FRAGMENTO DEL TEXTO –

Uno de los elementos esenciales del
discurso en contra de las “drogas” ―y aun de la definición social que
hace de “droga” un término con implicaciones negativas moralmente― es el
“peligro”, el “daño” que puede provocar en una persona, en especial en
su salud, en las varias formas
que asimismo la noción de salud ha
adquirido en nuestra cultura: la del cuerpo, la de la mente, la
emocional, etc.
Y si bien en varios casos esta alarma puede ser irrebatible ―la combinación de alcohol y cigarro, por ejemplo, acelera el declive cognitivo―,
al menos en lo que respecta a la situación específica de la sobredosis y
la consecuente muerte que esto puede acarrear, la marihuana está exenta
de dicho riesgo.
Sabemos bien que se puede beber hasta el
punto de una congestión alcohólica, que la cocaína puede acelerar el
ritmo cardiaco hasta hacer que el corazón se detenga o que otras drogas
sintéticas, consumidas más allá de lo que el organismo puede soportar,
hacen que este finalmente sucumba y la persona fallezca, pero en el caso
de la marihuana este desenlace fatal es casi imposible: se necesitarían
entre 20 mil y 40 mil veces más THC del que hay en un cigarro promedio
de marihuana para matar a un consumidor.
Si a esto se añade el hecho de que la marihuana tiene beneficios médicos comprobados,
parece lógico preguntarse entonces por qué, desde ciertos sectores de
la sociedad, existen un verdadero empeño por combatir su consumo, la
autoproducción y otras actividades asociadas con esta.

DATOS PROPORCIONADOS –
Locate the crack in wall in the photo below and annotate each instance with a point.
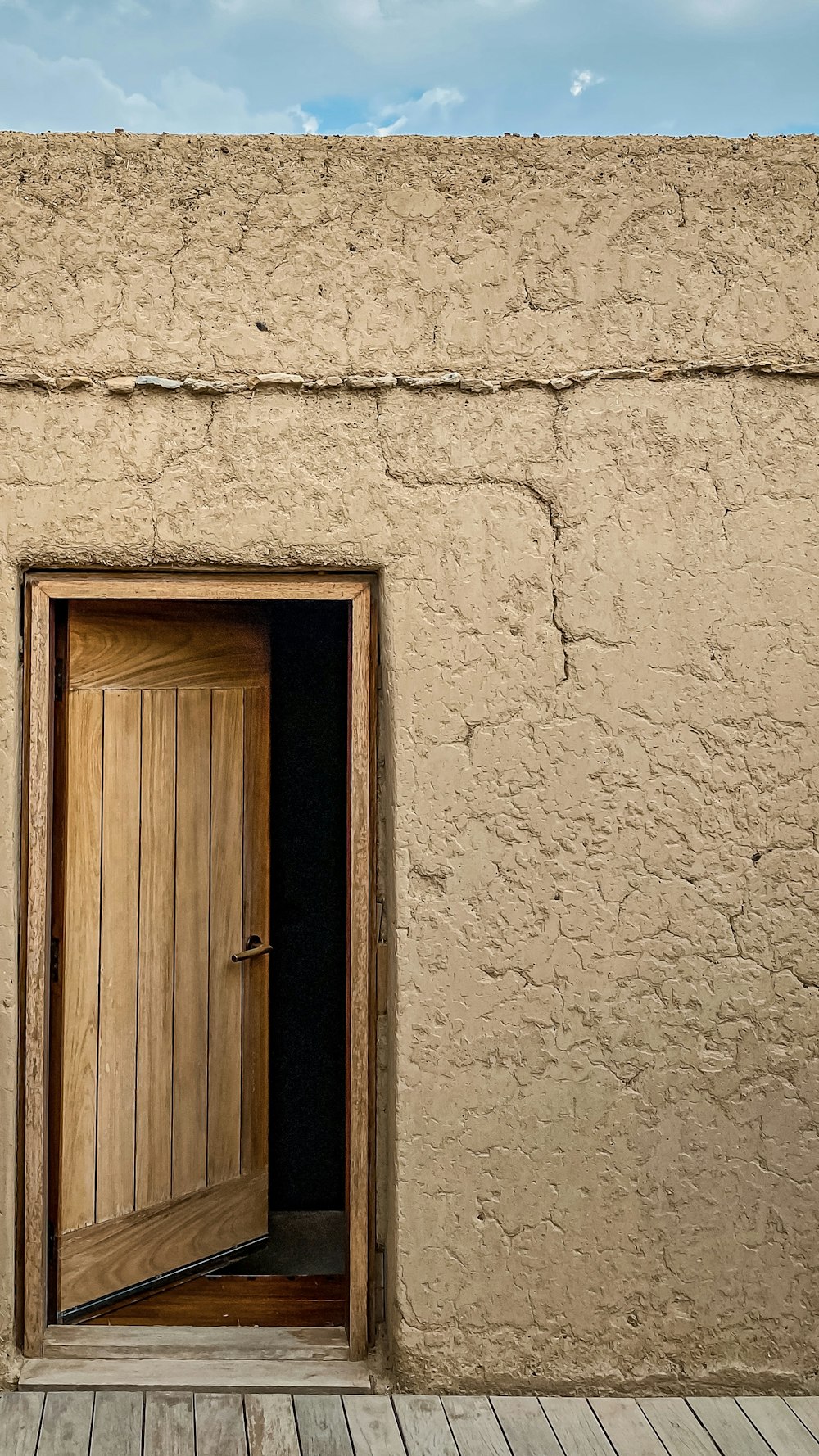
(475, 383)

LO QUE SE PIDE –
Transcribe palabra por palabra el tramo del texto sobre la marihuana que va desde "Uno de los elementos" hasta "de dicho riesgo.".

TU RESPUESTA –
Uno de los elementos esenciales del
discurso en contra de las “drogas” ―y aun de la definición social que
hace de “droga” un término con implicaciones negativas moralmente― es el
“peligro”, el “daño” que puede provocar en una persona, en especial en
su salud, en las varias formas
que asimismo la noción de salud ha
adquirido en nuestra cultura: la del cuerpo, la de la mente, la
emocional, etc.
Y si bien en varios casos esta alarma puede ser irrebatible ―la combinación de alcohol y cigarro, por ejemplo, acelera el declive cognitivo―,
al menos en lo que respecta a la situación específica de la sobredosis y
la consecuente muerte que esto puede acarrear, la marihuana está exenta
de dicho riesgo.